**Given records**
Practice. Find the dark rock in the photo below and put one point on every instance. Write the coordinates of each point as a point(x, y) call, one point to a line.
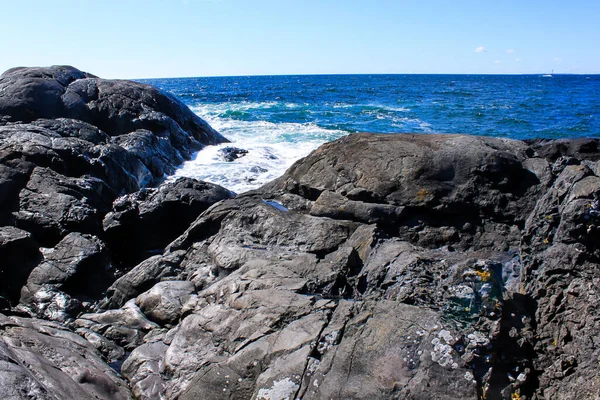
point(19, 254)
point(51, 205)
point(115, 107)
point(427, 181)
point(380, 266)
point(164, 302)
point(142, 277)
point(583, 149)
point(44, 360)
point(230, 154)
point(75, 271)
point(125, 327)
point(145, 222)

**What to do**
Drop the images; copy every entry above exactly.

**Result below**
Practice. Find the dark rock in the photo below and put one point on every instance. Write the coordinates of each point as a point(x, y) call, one point to a line.
point(19, 254)
point(51, 205)
point(115, 107)
point(427, 181)
point(380, 266)
point(164, 302)
point(142, 277)
point(583, 149)
point(44, 360)
point(230, 154)
point(75, 271)
point(125, 327)
point(145, 222)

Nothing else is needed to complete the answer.